Bacterial endophthalmitis is a vision-threatening complication of penetrating eye injury and intraocular surgery, notably cataract surgery, the most common ophthalmic procedure performed in older populations in the United States. Approximately, 3 out of 1000 patients develop bacterial endophthalmitis after cataract surgery. As the aged population in the US is expected to grow dramatically, the number of cataract surgeries performed will also increase significantly, resulting in a proportional increase in the incidence of endophthalmitis. The visual properties of the retina are highly sensitive to inflammation-caused damage therefore, a rapid detection and clearance of invading pathogens is critical in minimizing retinal damage. The recent discovery presented in the preliminary data revealed that the retina responds to the TLR2 agonist Pam3Cys by producing the mediators of innate immunity, and that intravitreal injection of Pam3Cys, prior to bacterial infection, completely prevented the development of Staphylococcus aureus (SA) endophthalmitis in C57BL/6 (B6) mice. This leads to the hypothesis that TLR2 plays a critical role in retinal innate immune response to S. aureus and that activation and signaling through TLR determines the disease outcome. The objective of this proposal is to elucidate the mechanisms by which TLR2 activation prevents the development of SA endophthalmitis.

## Given information:
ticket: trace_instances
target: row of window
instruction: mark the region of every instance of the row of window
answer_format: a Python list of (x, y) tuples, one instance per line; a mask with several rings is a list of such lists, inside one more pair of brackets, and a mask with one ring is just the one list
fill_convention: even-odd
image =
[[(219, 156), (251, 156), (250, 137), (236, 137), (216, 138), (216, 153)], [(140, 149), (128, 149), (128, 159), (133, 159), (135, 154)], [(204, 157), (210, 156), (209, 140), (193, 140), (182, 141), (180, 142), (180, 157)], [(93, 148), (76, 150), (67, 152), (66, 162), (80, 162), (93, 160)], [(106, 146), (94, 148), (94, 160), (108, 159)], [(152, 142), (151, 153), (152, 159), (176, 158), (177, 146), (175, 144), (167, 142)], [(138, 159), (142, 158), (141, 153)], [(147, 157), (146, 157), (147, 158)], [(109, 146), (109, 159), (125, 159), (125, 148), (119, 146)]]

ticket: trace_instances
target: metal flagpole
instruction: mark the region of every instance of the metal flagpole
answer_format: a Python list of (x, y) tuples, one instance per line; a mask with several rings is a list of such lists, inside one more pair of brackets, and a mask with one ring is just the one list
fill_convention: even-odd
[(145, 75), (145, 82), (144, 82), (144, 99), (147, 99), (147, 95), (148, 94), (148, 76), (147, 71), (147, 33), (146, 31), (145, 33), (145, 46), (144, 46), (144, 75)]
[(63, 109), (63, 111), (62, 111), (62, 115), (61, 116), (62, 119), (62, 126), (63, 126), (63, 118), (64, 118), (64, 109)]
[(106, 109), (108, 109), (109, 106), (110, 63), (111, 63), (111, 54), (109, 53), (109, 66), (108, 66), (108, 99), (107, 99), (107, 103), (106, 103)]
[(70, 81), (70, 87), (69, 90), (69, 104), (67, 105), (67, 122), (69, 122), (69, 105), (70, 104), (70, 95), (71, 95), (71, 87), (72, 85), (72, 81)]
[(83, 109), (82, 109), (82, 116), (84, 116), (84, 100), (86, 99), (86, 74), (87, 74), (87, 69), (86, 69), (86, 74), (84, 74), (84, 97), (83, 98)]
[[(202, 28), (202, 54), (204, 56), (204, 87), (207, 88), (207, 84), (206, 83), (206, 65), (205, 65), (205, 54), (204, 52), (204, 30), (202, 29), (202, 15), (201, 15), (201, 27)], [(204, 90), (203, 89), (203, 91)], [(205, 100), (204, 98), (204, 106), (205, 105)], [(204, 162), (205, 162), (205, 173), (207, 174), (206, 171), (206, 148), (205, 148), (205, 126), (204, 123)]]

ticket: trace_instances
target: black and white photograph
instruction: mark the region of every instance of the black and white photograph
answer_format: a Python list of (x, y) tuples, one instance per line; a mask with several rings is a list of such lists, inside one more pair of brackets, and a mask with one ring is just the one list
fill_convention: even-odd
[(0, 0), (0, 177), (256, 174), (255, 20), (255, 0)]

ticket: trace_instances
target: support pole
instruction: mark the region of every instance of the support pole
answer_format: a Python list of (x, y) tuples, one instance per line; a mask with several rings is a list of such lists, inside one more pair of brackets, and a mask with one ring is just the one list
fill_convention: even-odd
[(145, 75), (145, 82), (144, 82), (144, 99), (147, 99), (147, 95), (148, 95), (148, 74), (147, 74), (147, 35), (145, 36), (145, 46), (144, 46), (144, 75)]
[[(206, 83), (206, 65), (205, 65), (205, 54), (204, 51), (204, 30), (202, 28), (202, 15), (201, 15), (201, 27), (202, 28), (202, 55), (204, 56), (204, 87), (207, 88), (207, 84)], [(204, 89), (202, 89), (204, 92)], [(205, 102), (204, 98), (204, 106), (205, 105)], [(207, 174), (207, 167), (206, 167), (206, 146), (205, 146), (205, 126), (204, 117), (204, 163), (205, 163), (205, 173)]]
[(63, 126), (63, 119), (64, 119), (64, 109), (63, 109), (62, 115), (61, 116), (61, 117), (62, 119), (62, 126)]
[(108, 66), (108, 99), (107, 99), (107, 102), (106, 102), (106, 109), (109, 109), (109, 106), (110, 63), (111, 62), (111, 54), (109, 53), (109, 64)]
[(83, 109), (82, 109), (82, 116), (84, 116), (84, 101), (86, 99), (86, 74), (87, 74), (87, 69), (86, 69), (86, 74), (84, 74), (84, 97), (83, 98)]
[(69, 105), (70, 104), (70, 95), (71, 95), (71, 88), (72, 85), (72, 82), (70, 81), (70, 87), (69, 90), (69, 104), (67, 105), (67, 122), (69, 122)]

## Instructions:
**1)** According to the endophthalmitis text, about how many patients out of 1000 develop bacterial endophthalmitis after cataract surgery?
**2)** Carry on the text about bacterial endophthalmitis from its final sentence.
The lines aren't needed here.

## Solved tasks:
**1)** Approximately 3 out of 1000.

**2)**
Three specific aims are proposed: 1) To determine the role of TLR2 in retinal innate response against SA, and how TLR2 signaling is modulated by Pam3Cys pretreatment. The innate response will be tested in normal, TLR2 ligand, and the SA challenged B6 mouse retinas and cultured retinal (microglia, astrocytes, Muller and RPE) cells by assessing TLR-mediated cell signaling and production of proinflammatory cytokines/chemokines, 2) To determine the mechanisms of TLR2 ligand-induced stimulation of protective retinal innate immunity. Activation of TLR2 prior to infection induces protective mechanisms mainly by down- regulating proinflammatory (Th1) cytokines and up-regulating antimicrobial peptides (AMPs) in the retina upon subsequent bacterial challenge. TLR2-/- and MyD88-/- mice will be used to determine whether these mechanisms are TLR2/MyD88 dependent, active against other bacteria, and are effective in a mouse model of intravitreal injection-associated SA endophthalmitis. 3) To determine the role of cathelicidin related antimicrobial peptide (CRAMP) in retinal innate responses during SA endophthalmitis. The TLR signaling pathways involved in CRAMP induction and mechanisms by which CRAMP modulates bacterial clearance and preservation of retinal integrity, will be tested using cultured retinal cells and CRAMP knockout (Cnlp-/-) mice. Completion of these aims should provide insight into the understanding of the retinal innate response to microbial pathogens, and may lead to the identification of new therapeutic targets for preventing surgery- associated endophthalmitis.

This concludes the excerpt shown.